TEXTE À ANALYSER:
# # # # # # #

Le corps de la journaliste ukrainienne, Victoria Rochtchyna, morte en prison russe en septembre 2024, n'a jamais été restitué à sa famille
Selon l’organisation Reporters sans frontières (RSF), qui a enquêté en partenariat avec trois médias ukrainiens sur les circonstances de la mort de Victoria Rochtchyna, la journaliste avait été détenue dans les conditions inhumaines en absence de soins appropriés, malgré les signes alarmants de la détérioration de son état de santé dès le printemps 2024.
En 2023, Victoria Rochtchyna , reporter freelance et collaboratrice régulière du média indépendant en ligne Ukrayinska Pravda, est dans le sud de l’Ukraine occupée pour recueillir des témoignages des victimes de l'invasion à grande échelle de l'Ukraine par la Russie.
Victoria Rochtchynaest rapidement arrêtée, début août 2024, à Enerhodar près de la centrale nucléaire de Zaporijjia, dans le sud de l’Ukraine. Les circonstances exactes de son interpellation demeurent floues. Elle a été « repérée par un drone », selon le principal témoin de cette enquête, qui a passé plusieurs mois avec elle dans les geôles russes. Détenue pendant plusieurs semaines dans un lieu inconnu à Mélitopol, la grande ville voisine aussi sous occupation, elle est ensuite transférée fin décembre 2023 à Taganrog, une ville du sud-ouest de la Russie, dont la prison est tristement réputée pour avoir été transformé en véritable camp de torture pour les Ukrainiens.
Lorsque Victoria y est admise en décembre 2023, elle porte des cicatrices et des entailles sur le corps après son passage dans une prison de fortune à Melitopol. Certaines sont encore fraîches. Dans les premières semaines, elle demande à être entendue par le personnel de Taganrog, en vain. Lorsque, en mars 2024, une délégation locale du Défenseur des droits russe visite la prison, elle est sortie de sa cellule et tenue à l’écart, sans doute pour l'empêcher de poser des questions. A partir de cette période, son état commence à se détériorer progressivement.
Son état se dégrade, mais malgré ses demandes répétées, l’administration pénitentiaire refuse de lui donner des médicaments. Il faut attendre juin pour que la journaliste accède enfin à un médecin pour la première fois. Au bout de quelques semaines, la reporter revient finalement à la prison de Taganrog. Elle est placée à l’isolement mais semble en meilleure forme d’après plusieurs témoignages concordants. Fin août, elle parvient à appeler brièvement sa famille. Le 8 septembre, elle est vue pour la dernière fois dans cette prison. Le 19 septembre, elle est déclarée morte par les autorités russes. Aucune des témoins auxquels RSF a eu accès n’a pu donner plus de détails sur les derniers jours de Victoria Rochtchyna.
A-t-elle été transférée entre le 8 et le 19 septembre ? Si oui où ? Que s’est-il passé dans ce laps de temps? Si la journaliste est morte comme l’annonce la Russie, pourquoi son corps n’a-t-il pas été rendu près de six mois après les faits? Les demandes d’explications envoyées par RSF au ministère russe de la Défense sont restées sans réponse.

# # # # # # #

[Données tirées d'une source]
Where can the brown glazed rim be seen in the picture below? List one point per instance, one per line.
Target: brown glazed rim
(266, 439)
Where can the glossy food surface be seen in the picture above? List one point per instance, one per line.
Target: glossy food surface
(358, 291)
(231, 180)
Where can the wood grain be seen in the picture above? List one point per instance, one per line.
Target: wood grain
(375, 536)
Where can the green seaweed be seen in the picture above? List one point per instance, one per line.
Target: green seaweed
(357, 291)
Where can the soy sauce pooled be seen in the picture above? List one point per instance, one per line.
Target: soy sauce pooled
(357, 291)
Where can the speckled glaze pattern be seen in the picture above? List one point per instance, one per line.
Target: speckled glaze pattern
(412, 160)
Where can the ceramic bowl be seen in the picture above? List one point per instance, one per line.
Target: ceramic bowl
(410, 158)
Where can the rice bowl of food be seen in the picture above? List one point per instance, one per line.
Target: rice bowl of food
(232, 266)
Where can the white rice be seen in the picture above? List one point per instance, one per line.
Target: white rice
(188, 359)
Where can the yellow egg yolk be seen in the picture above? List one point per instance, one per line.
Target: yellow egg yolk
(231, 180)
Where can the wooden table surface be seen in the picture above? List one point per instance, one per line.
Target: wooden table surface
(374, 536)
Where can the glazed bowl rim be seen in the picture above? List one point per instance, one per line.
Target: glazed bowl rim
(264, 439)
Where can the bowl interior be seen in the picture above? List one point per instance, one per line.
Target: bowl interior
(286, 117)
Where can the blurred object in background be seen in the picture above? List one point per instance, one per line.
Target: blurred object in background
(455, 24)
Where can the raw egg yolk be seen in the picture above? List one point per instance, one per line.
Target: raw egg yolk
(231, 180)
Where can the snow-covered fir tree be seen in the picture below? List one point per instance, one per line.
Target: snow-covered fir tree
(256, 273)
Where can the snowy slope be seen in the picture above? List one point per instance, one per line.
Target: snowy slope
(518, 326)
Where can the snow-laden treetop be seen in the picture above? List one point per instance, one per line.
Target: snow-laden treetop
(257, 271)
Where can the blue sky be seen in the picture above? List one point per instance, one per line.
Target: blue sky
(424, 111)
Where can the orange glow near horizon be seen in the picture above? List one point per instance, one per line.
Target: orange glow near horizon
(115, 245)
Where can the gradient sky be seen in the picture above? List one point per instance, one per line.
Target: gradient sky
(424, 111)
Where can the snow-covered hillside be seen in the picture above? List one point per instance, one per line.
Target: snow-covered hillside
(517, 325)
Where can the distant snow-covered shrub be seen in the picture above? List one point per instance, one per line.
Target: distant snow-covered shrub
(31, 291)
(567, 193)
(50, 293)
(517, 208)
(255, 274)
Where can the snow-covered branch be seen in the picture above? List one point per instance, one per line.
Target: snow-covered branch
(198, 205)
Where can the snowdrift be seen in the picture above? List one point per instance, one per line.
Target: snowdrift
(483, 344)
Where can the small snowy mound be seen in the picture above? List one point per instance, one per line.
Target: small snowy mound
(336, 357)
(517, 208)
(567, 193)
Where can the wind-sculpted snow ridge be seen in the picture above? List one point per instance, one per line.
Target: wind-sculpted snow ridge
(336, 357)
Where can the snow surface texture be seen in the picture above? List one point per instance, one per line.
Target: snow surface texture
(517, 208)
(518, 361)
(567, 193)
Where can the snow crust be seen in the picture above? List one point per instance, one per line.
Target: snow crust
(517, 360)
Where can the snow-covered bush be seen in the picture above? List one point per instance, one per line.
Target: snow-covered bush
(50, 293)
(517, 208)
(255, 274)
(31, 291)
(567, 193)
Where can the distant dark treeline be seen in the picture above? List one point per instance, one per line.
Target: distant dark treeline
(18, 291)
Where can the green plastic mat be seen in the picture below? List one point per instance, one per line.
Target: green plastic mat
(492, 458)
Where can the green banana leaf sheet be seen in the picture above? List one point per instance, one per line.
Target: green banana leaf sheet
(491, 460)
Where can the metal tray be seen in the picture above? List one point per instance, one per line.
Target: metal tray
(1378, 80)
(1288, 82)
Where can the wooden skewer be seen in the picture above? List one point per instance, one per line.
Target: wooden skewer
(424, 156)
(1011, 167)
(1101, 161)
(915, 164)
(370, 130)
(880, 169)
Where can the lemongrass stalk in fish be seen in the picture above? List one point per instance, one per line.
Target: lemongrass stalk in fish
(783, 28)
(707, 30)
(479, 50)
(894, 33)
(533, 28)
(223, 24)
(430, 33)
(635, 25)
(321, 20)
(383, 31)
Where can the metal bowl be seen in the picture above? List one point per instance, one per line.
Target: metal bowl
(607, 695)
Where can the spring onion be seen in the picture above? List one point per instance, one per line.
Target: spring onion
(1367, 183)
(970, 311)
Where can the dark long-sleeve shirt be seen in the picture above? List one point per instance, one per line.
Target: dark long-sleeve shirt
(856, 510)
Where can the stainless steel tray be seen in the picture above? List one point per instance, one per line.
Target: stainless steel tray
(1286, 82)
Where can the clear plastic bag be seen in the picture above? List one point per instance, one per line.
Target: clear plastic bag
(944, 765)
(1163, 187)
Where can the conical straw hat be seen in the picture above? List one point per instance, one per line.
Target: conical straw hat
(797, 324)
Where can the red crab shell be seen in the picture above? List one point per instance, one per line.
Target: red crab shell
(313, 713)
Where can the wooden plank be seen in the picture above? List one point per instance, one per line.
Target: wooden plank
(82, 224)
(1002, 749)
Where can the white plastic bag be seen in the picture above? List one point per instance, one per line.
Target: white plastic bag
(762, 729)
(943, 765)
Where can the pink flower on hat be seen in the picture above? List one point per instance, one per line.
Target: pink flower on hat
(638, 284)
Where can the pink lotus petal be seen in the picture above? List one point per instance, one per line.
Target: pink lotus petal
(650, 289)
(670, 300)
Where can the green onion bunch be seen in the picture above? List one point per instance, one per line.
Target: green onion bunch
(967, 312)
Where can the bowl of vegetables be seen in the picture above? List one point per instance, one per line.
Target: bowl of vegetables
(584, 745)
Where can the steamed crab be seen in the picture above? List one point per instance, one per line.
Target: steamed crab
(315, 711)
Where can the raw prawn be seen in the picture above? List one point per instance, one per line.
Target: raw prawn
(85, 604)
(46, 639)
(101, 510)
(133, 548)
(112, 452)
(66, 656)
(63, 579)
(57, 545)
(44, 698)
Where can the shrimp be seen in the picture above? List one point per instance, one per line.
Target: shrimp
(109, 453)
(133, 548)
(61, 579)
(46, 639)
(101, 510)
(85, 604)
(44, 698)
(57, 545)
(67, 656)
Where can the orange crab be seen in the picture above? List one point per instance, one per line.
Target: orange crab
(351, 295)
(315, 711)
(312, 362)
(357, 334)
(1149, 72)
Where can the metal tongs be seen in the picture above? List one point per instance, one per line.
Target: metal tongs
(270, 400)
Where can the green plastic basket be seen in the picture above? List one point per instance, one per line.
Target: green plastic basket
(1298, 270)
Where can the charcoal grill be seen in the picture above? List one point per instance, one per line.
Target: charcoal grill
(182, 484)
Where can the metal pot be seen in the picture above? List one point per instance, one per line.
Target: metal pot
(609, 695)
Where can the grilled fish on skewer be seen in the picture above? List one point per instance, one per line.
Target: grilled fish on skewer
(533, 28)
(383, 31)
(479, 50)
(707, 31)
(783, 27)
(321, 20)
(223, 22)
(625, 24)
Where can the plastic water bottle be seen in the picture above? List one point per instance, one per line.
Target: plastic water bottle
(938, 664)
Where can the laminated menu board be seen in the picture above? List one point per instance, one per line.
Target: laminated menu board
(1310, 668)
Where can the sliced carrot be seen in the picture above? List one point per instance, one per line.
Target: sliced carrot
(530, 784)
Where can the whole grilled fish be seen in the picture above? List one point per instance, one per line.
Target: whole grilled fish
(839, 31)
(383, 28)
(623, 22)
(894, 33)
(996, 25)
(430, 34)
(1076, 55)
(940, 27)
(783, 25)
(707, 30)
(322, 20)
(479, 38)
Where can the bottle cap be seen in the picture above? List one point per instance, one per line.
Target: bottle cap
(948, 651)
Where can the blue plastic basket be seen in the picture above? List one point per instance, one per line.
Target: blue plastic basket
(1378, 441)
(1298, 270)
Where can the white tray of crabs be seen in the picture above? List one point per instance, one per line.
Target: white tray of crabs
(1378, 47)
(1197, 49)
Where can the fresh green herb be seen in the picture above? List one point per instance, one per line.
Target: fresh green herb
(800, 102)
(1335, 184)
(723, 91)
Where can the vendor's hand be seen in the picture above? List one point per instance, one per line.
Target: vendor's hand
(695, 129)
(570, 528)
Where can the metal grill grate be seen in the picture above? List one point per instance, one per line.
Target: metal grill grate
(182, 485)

# # # # # # #

ÉNONCÉ: Reproduisez fidèlement le passage de l'article sur Victoria Rochtchyna qui va de « En 2023, Victoria » jusqu'à « par la Russie. ».

RÉSULTAT:
En 2023, Victoria Rochtchyna , reporter freelance et collaboratrice régulière du média indépendant en ligne Ukrayinska Pravda, est dans le sud de l’Ukraine occupée pour recueillir des témoignages des victimes de l'invasion à grande échelle de l'Ukraine par la Russie.